### Set task
Return the records below from the line containing "Where can the background" onward, exactly, through and including the last line.

### Record excerpts
━━━━━━

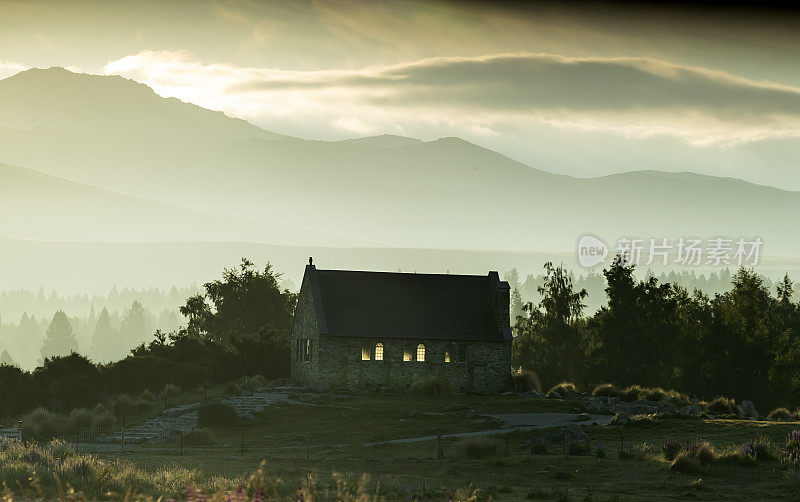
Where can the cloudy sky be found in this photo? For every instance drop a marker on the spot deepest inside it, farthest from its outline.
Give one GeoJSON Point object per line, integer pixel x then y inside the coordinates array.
{"type": "Point", "coordinates": [586, 90]}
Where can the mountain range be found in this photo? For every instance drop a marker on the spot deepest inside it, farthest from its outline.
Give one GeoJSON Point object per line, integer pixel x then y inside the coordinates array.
{"type": "Point", "coordinates": [103, 158]}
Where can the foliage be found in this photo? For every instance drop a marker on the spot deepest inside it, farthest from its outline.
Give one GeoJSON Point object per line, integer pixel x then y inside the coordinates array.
{"type": "Point", "coordinates": [781, 415]}
{"type": "Point", "coordinates": [433, 386]}
{"type": "Point", "coordinates": [216, 415]}
{"type": "Point", "coordinates": [478, 447]}
{"type": "Point", "coordinates": [525, 380]}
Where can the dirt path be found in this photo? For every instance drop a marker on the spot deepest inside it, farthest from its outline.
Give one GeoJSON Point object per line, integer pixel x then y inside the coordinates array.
{"type": "Point", "coordinates": [512, 422]}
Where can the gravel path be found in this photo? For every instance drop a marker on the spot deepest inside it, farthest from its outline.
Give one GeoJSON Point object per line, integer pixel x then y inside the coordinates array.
{"type": "Point", "coordinates": [512, 422]}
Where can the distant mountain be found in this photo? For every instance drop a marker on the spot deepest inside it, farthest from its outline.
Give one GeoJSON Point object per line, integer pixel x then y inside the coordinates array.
{"type": "Point", "coordinates": [40, 207]}
{"type": "Point", "coordinates": [103, 106]}
{"type": "Point", "coordinates": [388, 190]}
{"type": "Point", "coordinates": [384, 141]}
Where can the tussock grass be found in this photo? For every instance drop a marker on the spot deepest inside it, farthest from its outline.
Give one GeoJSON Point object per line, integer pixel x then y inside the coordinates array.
{"type": "Point", "coordinates": [525, 380]}
{"type": "Point", "coordinates": [564, 388]}
{"type": "Point", "coordinates": [781, 415]}
{"type": "Point", "coordinates": [433, 386]}
{"type": "Point", "coordinates": [478, 447]}
{"type": "Point", "coordinates": [721, 405]}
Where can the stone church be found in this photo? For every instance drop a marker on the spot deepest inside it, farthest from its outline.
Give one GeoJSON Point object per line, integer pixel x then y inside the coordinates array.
{"type": "Point", "coordinates": [380, 329]}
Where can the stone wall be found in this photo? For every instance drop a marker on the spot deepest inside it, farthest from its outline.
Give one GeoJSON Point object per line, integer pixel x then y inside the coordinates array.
{"type": "Point", "coordinates": [485, 368]}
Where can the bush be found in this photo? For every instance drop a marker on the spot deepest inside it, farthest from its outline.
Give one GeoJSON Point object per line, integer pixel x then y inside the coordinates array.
{"type": "Point", "coordinates": [671, 448]}
{"type": "Point", "coordinates": [632, 393]}
{"type": "Point", "coordinates": [656, 394]}
{"type": "Point", "coordinates": [40, 424]}
{"type": "Point", "coordinates": [722, 406]}
{"type": "Point", "coordinates": [432, 386]}
{"type": "Point", "coordinates": [123, 405]}
{"type": "Point", "coordinates": [686, 463]}
{"type": "Point", "coordinates": [216, 415]}
{"type": "Point", "coordinates": [79, 419]}
{"type": "Point", "coordinates": [478, 447]}
{"type": "Point", "coordinates": [146, 395]}
{"type": "Point", "coordinates": [781, 415]}
{"type": "Point", "coordinates": [199, 437]}
{"type": "Point", "coordinates": [564, 389]}
{"type": "Point", "coordinates": [525, 380]}
{"type": "Point", "coordinates": [606, 390]}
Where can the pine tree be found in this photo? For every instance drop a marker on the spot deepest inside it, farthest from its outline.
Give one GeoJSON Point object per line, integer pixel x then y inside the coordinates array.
{"type": "Point", "coordinates": [59, 341]}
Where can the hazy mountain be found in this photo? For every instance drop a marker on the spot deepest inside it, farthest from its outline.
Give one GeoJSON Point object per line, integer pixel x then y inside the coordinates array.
{"type": "Point", "coordinates": [109, 106]}
{"type": "Point", "coordinates": [41, 207]}
{"type": "Point", "coordinates": [388, 190]}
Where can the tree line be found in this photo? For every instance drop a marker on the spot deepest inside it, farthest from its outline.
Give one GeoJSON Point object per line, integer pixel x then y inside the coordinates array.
{"type": "Point", "coordinates": [239, 325]}
{"type": "Point", "coordinates": [742, 343]}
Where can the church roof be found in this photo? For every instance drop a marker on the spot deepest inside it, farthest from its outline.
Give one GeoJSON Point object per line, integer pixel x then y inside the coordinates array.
{"type": "Point", "coordinates": [414, 306]}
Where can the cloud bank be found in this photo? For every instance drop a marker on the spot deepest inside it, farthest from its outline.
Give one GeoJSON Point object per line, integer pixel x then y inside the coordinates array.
{"type": "Point", "coordinates": [633, 97]}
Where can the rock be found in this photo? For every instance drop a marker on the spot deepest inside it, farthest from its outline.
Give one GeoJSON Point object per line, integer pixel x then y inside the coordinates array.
{"type": "Point", "coordinates": [747, 409]}
{"type": "Point", "coordinates": [574, 432]}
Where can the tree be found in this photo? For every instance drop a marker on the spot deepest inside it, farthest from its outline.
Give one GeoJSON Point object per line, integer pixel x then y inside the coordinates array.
{"type": "Point", "coordinates": [59, 340]}
{"type": "Point", "coordinates": [517, 307]}
{"type": "Point", "coordinates": [550, 340]}
{"type": "Point", "coordinates": [245, 303]}
{"type": "Point", "coordinates": [105, 342]}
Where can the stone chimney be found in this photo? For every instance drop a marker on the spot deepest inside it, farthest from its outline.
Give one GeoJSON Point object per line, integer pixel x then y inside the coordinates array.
{"type": "Point", "coordinates": [501, 299]}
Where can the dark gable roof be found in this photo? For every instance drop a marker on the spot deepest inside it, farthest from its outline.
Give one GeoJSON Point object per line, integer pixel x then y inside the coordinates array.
{"type": "Point", "coordinates": [414, 306]}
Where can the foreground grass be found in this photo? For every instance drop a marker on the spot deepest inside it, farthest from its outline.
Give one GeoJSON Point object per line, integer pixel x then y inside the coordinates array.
{"type": "Point", "coordinates": [320, 447]}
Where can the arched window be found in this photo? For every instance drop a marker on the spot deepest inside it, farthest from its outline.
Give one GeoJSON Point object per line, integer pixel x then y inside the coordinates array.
{"type": "Point", "coordinates": [421, 353]}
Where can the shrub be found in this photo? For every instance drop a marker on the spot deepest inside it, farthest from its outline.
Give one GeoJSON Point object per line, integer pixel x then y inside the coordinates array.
{"type": "Point", "coordinates": [123, 405]}
{"type": "Point", "coordinates": [632, 393]}
{"type": "Point", "coordinates": [538, 445]}
{"type": "Point", "coordinates": [671, 448]}
{"type": "Point", "coordinates": [686, 463]}
{"type": "Point", "coordinates": [40, 424]}
{"type": "Point", "coordinates": [722, 406]}
{"type": "Point", "coordinates": [199, 437]}
{"type": "Point", "coordinates": [216, 415]}
{"type": "Point", "coordinates": [606, 390]}
{"type": "Point", "coordinates": [703, 451]}
{"type": "Point", "coordinates": [781, 415]}
{"type": "Point", "coordinates": [79, 419]}
{"type": "Point", "coordinates": [478, 447]}
{"type": "Point", "coordinates": [103, 420]}
{"type": "Point", "coordinates": [656, 394]}
{"type": "Point", "coordinates": [146, 395]}
{"type": "Point", "coordinates": [600, 451]}
{"type": "Point", "coordinates": [432, 386]}
{"type": "Point", "coordinates": [564, 389]}
{"type": "Point", "coordinates": [525, 380]}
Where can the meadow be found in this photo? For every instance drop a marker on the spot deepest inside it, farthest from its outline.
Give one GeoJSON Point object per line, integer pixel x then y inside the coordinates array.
{"type": "Point", "coordinates": [318, 448]}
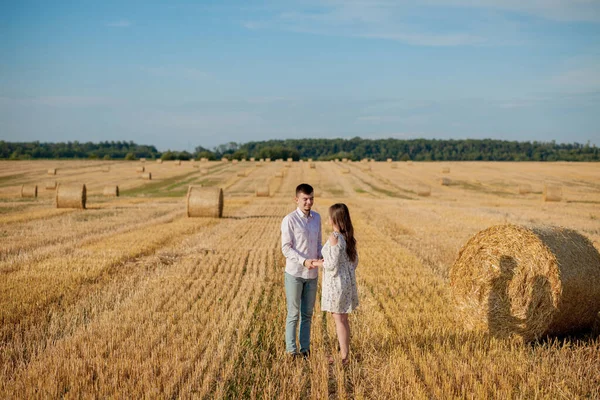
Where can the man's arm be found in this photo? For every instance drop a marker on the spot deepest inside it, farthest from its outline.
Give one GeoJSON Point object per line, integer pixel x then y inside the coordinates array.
{"type": "Point", "coordinates": [287, 243]}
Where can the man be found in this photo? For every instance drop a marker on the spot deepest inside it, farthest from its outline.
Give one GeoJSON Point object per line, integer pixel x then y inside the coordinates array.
{"type": "Point", "coordinates": [301, 246]}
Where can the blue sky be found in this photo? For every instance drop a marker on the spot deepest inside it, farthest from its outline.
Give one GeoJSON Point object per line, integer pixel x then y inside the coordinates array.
{"type": "Point", "coordinates": [180, 74]}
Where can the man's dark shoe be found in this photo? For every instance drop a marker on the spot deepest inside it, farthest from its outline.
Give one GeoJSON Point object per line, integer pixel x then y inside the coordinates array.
{"type": "Point", "coordinates": [305, 354]}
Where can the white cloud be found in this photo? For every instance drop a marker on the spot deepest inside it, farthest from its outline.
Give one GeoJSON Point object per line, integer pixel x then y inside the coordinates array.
{"type": "Point", "coordinates": [121, 23]}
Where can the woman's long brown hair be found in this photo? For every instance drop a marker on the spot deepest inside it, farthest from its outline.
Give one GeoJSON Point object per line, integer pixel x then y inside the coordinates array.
{"type": "Point", "coordinates": [341, 218]}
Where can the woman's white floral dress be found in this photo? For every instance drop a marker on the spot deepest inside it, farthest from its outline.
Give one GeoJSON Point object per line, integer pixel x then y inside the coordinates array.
{"type": "Point", "coordinates": [339, 278]}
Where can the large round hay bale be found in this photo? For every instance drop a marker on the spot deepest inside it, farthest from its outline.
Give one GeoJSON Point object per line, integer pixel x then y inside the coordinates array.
{"type": "Point", "coordinates": [29, 191]}
{"type": "Point", "coordinates": [525, 188]}
{"type": "Point", "coordinates": [424, 191]}
{"type": "Point", "coordinates": [71, 195]}
{"type": "Point", "coordinates": [110, 191]}
{"type": "Point", "coordinates": [552, 193]}
{"type": "Point", "coordinates": [204, 202]}
{"type": "Point", "coordinates": [532, 282]}
{"type": "Point", "coordinates": [263, 191]}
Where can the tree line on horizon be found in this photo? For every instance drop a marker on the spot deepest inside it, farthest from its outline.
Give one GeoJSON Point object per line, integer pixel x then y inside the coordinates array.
{"type": "Point", "coordinates": [317, 149]}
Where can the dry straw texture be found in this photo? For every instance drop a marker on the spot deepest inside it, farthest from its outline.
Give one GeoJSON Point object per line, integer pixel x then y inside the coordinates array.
{"type": "Point", "coordinates": [552, 193]}
{"type": "Point", "coordinates": [525, 188]}
{"type": "Point", "coordinates": [204, 202]}
{"type": "Point", "coordinates": [263, 191]}
{"type": "Point", "coordinates": [424, 191]}
{"type": "Point", "coordinates": [111, 191]}
{"type": "Point", "coordinates": [29, 191]}
{"type": "Point", "coordinates": [71, 195]}
{"type": "Point", "coordinates": [529, 282]}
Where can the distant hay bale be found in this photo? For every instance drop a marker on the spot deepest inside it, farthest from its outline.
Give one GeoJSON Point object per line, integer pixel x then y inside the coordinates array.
{"type": "Point", "coordinates": [424, 191]}
{"type": "Point", "coordinates": [527, 281]}
{"type": "Point", "coordinates": [204, 202]}
{"type": "Point", "coordinates": [29, 191]}
{"type": "Point", "coordinates": [71, 195]}
{"type": "Point", "coordinates": [552, 193]}
{"type": "Point", "coordinates": [525, 188]}
{"type": "Point", "coordinates": [263, 191]}
{"type": "Point", "coordinates": [110, 191]}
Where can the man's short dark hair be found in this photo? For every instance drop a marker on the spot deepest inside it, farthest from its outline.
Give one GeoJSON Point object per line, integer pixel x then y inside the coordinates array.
{"type": "Point", "coordinates": [304, 188]}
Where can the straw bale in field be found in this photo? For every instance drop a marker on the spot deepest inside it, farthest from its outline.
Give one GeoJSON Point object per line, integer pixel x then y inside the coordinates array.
{"type": "Point", "coordinates": [110, 191]}
{"type": "Point", "coordinates": [424, 191]}
{"type": "Point", "coordinates": [204, 202]}
{"type": "Point", "coordinates": [525, 188]}
{"type": "Point", "coordinates": [29, 191]}
{"type": "Point", "coordinates": [527, 281]}
{"type": "Point", "coordinates": [71, 195]}
{"type": "Point", "coordinates": [552, 193]}
{"type": "Point", "coordinates": [263, 191]}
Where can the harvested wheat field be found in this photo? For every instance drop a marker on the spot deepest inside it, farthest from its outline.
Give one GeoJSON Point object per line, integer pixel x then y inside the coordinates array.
{"type": "Point", "coordinates": [131, 298]}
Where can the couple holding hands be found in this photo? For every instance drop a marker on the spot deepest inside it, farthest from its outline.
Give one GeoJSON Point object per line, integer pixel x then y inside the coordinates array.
{"type": "Point", "coordinates": [304, 253]}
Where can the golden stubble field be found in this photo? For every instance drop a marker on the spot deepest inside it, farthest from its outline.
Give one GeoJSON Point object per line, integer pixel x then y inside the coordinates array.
{"type": "Point", "coordinates": [132, 299]}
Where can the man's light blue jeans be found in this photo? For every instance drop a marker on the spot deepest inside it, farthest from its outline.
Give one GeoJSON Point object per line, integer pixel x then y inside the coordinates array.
{"type": "Point", "coordinates": [300, 294]}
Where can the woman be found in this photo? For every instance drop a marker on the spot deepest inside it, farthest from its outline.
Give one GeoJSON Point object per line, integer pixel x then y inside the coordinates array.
{"type": "Point", "coordinates": [340, 296]}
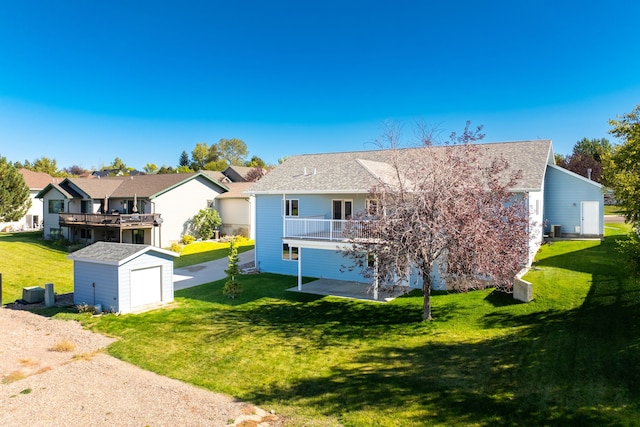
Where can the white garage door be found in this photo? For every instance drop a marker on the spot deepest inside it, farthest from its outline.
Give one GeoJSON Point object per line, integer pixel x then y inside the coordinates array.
{"type": "Point", "coordinates": [590, 214]}
{"type": "Point", "coordinates": [146, 286]}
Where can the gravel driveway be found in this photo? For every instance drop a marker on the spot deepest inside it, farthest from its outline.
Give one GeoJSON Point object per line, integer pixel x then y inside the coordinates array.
{"type": "Point", "coordinates": [84, 386]}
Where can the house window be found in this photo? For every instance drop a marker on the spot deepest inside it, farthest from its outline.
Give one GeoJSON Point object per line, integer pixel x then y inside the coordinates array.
{"type": "Point", "coordinates": [137, 236]}
{"type": "Point", "coordinates": [127, 206]}
{"type": "Point", "coordinates": [372, 207]}
{"type": "Point", "coordinates": [289, 253]}
{"type": "Point", "coordinates": [86, 206]}
{"type": "Point", "coordinates": [291, 207]}
{"type": "Point", "coordinates": [342, 209]}
{"type": "Point", "coordinates": [371, 260]}
{"type": "Point", "coordinates": [56, 206]}
{"type": "Point", "coordinates": [54, 233]}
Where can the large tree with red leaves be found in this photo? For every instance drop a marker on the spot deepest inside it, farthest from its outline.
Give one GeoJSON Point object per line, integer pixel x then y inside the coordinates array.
{"type": "Point", "coordinates": [444, 207]}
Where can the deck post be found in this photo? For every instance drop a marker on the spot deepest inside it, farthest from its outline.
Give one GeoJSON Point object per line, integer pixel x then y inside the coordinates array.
{"type": "Point", "coordinates": [300, 269]}
{"type": "Point", "coordinates": [375, 277]}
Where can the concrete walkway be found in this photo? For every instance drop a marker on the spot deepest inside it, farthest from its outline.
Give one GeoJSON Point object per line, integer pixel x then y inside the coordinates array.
{"type": "Point", "coordinates": [350, 289]}
{"type": "Point", "coordinates": [206, 272]}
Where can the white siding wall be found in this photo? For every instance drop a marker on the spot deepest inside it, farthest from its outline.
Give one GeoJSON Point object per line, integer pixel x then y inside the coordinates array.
{"type": "Point", "coordinates": [178, 206]}
{"type": "Point", "coordinates": [564, 193]}
{"type": "Point", "coordinates": [105, 278]}
{"type": "Point", "coordinates": [22, 223]}
{"type": "Point", "coordinates": [144, 261]}
{"type": "Point", "coordinates": [236, 216]}
{"type": "Point", "coordinates": [113, 284]}
{"type": "Point", "coordinates": [51, 220]}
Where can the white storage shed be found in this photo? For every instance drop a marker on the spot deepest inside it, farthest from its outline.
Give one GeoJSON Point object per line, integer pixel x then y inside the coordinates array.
{"type": "Point", "coordinates": [122, 277]}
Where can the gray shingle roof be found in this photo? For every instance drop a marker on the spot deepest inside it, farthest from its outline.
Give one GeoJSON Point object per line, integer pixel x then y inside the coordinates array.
{"type": "Point", "coordinates": [359, 171]}
{"type": "Point", "coordinates": [113, 253]}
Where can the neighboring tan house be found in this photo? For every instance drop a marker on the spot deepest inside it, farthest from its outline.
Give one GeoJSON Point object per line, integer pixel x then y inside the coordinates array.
{"type": "Point", "coordinates": [303, 204]}
{"type": "Point", "coordinates": [236, 208]}
{"type": "Point", "coordinates": [143, 209]}
{"type": "Point", "coordinates": [36, 181]}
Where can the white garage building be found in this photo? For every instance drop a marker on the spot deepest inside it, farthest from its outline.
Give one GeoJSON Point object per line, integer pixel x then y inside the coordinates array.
{"type": "Point", "coordinates": [122, 277]}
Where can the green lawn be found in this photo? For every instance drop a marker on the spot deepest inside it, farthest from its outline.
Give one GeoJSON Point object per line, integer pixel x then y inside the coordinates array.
{"type": "Point", "coordinates": [28, 260]}
{"type": "Point", "coordinates": [612, 210]}
{"type": "Point", "coordinates": [570, 357]}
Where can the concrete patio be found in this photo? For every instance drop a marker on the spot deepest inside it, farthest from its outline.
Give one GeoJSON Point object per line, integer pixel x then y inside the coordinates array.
{"type": "Point", "coordinates": [350, 289]}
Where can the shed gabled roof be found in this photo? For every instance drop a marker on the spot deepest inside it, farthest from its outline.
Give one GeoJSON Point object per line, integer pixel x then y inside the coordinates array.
{"type": "Point", "coordinates": [360, 171]}
{"type": "Point", "coordinates": [114, 253]}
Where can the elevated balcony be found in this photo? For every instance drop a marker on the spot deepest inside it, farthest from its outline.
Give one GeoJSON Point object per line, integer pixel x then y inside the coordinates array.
{"type": "Point", "coordinates": [108, 220]}
{"type": "Point", "coordinates": [328, 230]}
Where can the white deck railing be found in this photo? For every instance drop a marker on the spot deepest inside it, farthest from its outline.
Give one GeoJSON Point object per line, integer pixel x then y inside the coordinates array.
{"type": "Point", "coordinates": [326, 229]}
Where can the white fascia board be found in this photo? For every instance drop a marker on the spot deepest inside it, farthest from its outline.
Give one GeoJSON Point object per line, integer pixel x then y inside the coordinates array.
{"type": "Point", "coordinates": [318, 244]}
{"type": "Point", "coordinates": [148, 249]}
{"type": "Point", "coordinates": [92, 260]}
{"type": "Point", "coordinates": [575, 175]}
{"type": "Point", "coordinates": [302, 192]}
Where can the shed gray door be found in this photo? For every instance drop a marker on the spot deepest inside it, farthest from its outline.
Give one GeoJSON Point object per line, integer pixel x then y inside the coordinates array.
{"type": "Point", "coordinates": [146, 286]}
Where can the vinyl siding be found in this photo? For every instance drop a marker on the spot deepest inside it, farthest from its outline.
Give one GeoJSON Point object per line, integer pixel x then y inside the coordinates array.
{"type": "Point", "coordinates": [145, 260]}
{"type": "Point", "coordinates": [105, 278]}
{"type": "Point", "coordinates": [178, 206]}
{"type": "Point", "coordinates": [113, 284]}
{"type": "Point", "coordinates": [562, 198]}
{"type": "Point", "coordinates": [315, 262]}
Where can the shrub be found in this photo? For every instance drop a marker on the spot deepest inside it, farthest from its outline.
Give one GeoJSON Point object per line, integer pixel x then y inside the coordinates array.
{"type": "Point", "coordinates": [205, 222]}
{"type": "Point", "coordinates": [630, 250]}
{"type": "Point", "coordinates": [86, 308]}
{"type": "Point", "coordinates": [187, 239]}
{"type": "Point", "coordinates": [232, 289]}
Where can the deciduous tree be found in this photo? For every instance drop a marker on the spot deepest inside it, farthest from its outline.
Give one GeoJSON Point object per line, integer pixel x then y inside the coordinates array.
{"type": "Point", "coordinates": [184, 159]}
{"type": "Point", "coordinates": [233, 150]}
{"type": "Point", "coordinates": [205, 222]}
{"type": "Point", "coordinates": [14, 193]}
{"type": "Point", "coordinates": [443, 206]}
{"type": "Point", "coordinates": [622, 166]}
{"type": "Point", "coordinates": [150, 168]}
{"type": "Point", "coordinates": [199, 156]}
{"type": "Point", "coordinates": [75, 170]}
{"type": "Point", "coordinates": [586, 159]}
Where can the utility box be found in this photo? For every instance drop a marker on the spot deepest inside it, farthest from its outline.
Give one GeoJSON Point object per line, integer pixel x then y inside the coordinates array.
{"type": "Point", "coordinates": [33, 294]}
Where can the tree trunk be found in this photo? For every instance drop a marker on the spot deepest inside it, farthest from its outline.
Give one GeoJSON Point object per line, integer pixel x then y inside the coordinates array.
{"type": "Point", "coordinates": [426, 291]}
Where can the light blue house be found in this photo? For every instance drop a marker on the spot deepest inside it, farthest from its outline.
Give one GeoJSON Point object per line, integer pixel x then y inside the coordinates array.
{"type": "Point", "coordinates": [304, 204]}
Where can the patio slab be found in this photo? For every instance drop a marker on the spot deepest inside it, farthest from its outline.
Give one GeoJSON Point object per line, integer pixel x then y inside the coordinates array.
{"type": "Point", "coordinates": [349, 289]}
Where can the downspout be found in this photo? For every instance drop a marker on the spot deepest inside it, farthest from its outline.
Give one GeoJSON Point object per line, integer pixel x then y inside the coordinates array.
{"type": "Point", "coordinates": [300, 268]}
{"type": "Point", "coordinates": [375, 276]}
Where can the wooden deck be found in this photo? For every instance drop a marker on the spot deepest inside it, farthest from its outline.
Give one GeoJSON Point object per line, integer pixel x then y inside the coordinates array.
{"type": "Point", "coordinates": [108, 220]}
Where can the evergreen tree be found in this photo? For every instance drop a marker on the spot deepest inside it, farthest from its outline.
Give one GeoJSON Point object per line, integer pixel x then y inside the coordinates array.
{"type": "Point", "coordinates": [14, 193]}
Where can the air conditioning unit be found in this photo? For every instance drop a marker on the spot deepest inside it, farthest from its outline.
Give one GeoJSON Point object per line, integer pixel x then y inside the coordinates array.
{"type": "Point", "coordinates": [33, 294]}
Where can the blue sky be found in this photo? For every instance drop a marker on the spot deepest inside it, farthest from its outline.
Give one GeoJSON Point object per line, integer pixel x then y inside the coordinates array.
{"type": "Point", "coordinates": [84, 82]}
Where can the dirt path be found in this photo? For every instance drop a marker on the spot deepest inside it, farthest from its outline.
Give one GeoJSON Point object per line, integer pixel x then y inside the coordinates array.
{"type": "Point", "coordinates": [80, 385]}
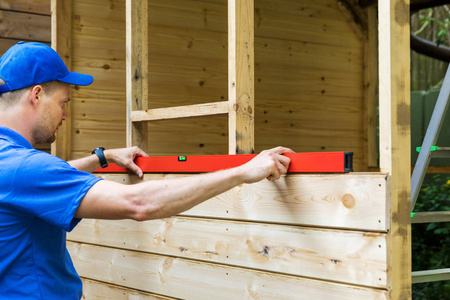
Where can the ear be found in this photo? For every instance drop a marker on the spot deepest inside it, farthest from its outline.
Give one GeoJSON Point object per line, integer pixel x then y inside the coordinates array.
{"type": "Point", "coordinates": [36, 94]}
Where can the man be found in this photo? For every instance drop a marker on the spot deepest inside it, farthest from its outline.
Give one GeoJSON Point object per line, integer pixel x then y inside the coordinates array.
{"type": "Point", "coordinates": [43, 197]}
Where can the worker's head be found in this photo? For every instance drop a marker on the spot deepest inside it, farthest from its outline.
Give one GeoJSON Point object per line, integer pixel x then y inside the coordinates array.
{"type": "Point", "coordinates": [35, 85]}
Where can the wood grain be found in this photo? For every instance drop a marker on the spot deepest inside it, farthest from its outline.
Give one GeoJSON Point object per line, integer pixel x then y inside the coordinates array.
{"type": "Point", "coordinates": [344, 256]}
{"type": "Point", "coordinates": [180, 278]}
{"type": "Point", "coordinates": [356, 201]}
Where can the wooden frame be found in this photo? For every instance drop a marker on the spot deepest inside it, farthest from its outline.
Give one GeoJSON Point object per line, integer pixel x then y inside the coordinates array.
{"type": "Point", "coordinates": [240, 104]}
{"type": "Point", "coordinates": [394, 66]}
{"type": "Point", "coordinates": [382, 222]}
{"type": "Point", "coordinates": [62, 43]}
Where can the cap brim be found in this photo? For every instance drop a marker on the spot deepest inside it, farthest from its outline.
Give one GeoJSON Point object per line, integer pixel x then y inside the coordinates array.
{"type": "Point", "coordinates": [77, 78]}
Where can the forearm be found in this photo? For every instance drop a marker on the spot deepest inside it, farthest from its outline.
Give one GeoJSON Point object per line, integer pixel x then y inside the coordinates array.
{"type": "Point", "coordinates": [165, 198]}
{"type": "Point", "coordinates": [155, 198]}
{"type": "Point", "coordinates": [88, 164]}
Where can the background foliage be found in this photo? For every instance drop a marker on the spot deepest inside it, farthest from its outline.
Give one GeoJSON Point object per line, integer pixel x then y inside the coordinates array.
{"type": "Point", "coordinates": [431, 241]}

━━━━━━

### Problem solution
Where can the background foliage be found in this photo? For every instance drop a marker on the spot deepest inside it, farthest from its outline.
Give one GeoJSON Point object per line, integer pixel x then y inside the coordinates array.
{"type": "Point", "coordinates": [431, 241]}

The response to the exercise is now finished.